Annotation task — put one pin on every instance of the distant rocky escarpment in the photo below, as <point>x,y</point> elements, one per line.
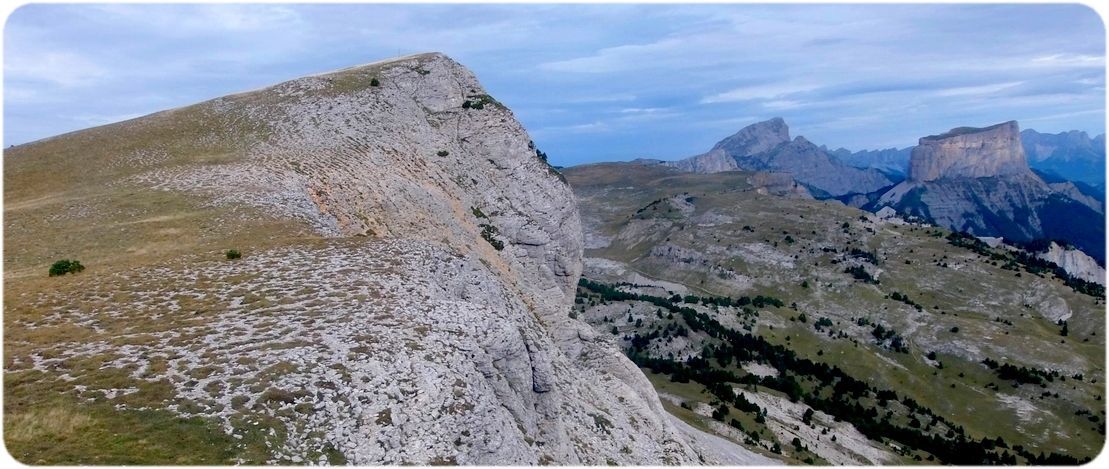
<point>978,181</point>
<point>968,152</point>
<point>766,146</point>
<point>1071,155</point>
<point>408,265</point>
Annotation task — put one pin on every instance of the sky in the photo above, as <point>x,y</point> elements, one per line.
<point>590,82</point>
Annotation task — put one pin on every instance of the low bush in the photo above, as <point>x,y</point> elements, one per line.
<point>65,266</point>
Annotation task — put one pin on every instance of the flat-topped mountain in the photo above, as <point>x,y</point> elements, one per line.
<point>766,146</point>
<point>978,181</point>
<point>407,265</point>
<point>969,152</point>
<point>823,334</point>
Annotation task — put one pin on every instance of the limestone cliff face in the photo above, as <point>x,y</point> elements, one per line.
<point>754,139</point>
<point>978,181</point>
<point>766,146</point>
<point>968,152</point>
<point>424,196</point>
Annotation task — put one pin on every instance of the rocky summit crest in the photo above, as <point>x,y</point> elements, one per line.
<point>969,152</point>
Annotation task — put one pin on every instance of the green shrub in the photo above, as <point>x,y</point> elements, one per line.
<point>489,233</point>
<point>65,266</point>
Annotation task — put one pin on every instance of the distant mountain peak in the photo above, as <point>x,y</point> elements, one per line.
<point>969,152</point>
<point>756,138</point>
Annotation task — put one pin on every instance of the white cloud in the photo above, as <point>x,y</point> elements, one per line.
<point>977,91</point>
<point>58,68</point>
<point>1069,60</point>
<point>769,91</point>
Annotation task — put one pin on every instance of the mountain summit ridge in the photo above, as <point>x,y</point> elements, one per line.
<point>969,152</point>
<point>766,145</point>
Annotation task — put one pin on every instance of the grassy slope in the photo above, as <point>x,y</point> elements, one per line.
<point>71,196</point>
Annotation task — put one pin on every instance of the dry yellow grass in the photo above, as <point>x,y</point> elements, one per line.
<point>52,421</point>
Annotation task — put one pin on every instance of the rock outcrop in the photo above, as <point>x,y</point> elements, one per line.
<point>969,152</point>
<point>1072,155</point>
<point>435,210</point>
<point>766,146</point>
<point>1075,263</point>
<point>978,181</point>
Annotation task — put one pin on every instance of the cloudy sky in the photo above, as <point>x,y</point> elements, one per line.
<point>590,82</point>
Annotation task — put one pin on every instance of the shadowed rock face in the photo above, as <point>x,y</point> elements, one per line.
<point>465,244</point>
<point>978,181</point>
<point>968,152</point>
<point>756,138</point>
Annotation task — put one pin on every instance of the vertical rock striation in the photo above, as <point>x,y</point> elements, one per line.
<point>968,152</point>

— Task description —
Quote each entry above verbatim and drop the pictures.

— Written reply —
Annotation task — put one pin on every instance of the distant rocky escarpment in the photo below, as <point>x,y</point> elements, one per line.
<point>978,181</point>
<point>968,152</point>
<point>766,146</point>
<point>1071,155</point>
<point>408,265</point>
Annotation task — put one pin on every instance of the sky in the photo above, as <point>x,y</point> elements, one per line.
<point>590,82</point>
Annotation task — put one pin on every instance of the low bush in the photo above, as <point>x,y</point> elements, one per line.
<point>65,266</point>
Annotation task — put one pin on every instance of the flat-topped mountain in the photo above, as <point>x,y</point> elements, one per line.
<point>766,146</point>
<point>978,181</point>
<point>407,265</point>
<point>969,152</point>
<point>823,334</point>
Annotation task — put one pin on every instance of the limestone cliff face in the photo above, as <point>x,y</point> elements, one per line.
<point>754,139</point>
<point>978,181</point>
<point>766,146</point>
<point>968,152</point>
<point>424,196</point>
Annotation task — put one pin on every instance of the rocky summit crest in the photo above, as <point>x,y</point> elements, one per line.
<point>969,152</point>
Annotation task — put one pin on every instance of the green shrub in the photo above, as <point>x,y</point> elements, one per line.
<point>489,233</point>
<point>65,266</point>
Annotation task — put one pin on every instance of the distant mountain peak in the photo above, as <point>x,y</point> elements, one per line.
<point>969,152</point>
<point>756,138</point>
Annotation task — put one pin on every instance of the white cloud in the photo above, as <point>x,y</point> elements, one per line.
<point>977,91</point>
<point>58,68</point>
<point>1069,60</point>
<point>769,91</point>
Annotation task — put one pin on every instance of the mountain summit ridge in the photo above, as <point>x,y</point> elements, one per line.
<point>969,152</point>
<point>766,145</point>
Annotation task — put one pin on every instance of the grassy slope in the photo above, as <point>x,y</point> elements, one per line.
<point>71,196</point>
Annotation task — put one pin on every instance of the dry yellow grass in the photo above, as <point>x,y</point> elements, one per line.
<point>52,421</point>
Annotation task — put one pin on every instance of the rock outcrop in the photo above, as <point>x,y</point> elements, one per line.
<point>969,152</point>
<point>1072,155</point>
<point>435,210</point>
<point>766,146</point>
<point>1075,263</point>
<point>978,181</point>
Annotation task — put one pin on every instance of the cloudy sky in the photo above, as <point>x,y</point> elements, one per line.
<point>590,82</point>
Annotation task — put one pin on every instance of the shadowed rock face in the photo above, as <point>x,y</point> elements, one per line.
<point>465,244</point>
<point>978,181</point>
<point>968,152</point>
<point>756,138</point>
Annotation task — put one pin on every instance of the vertical rock striation in the photo above, as <point>x,y</point> elements, one per line.
<point>968,152</point>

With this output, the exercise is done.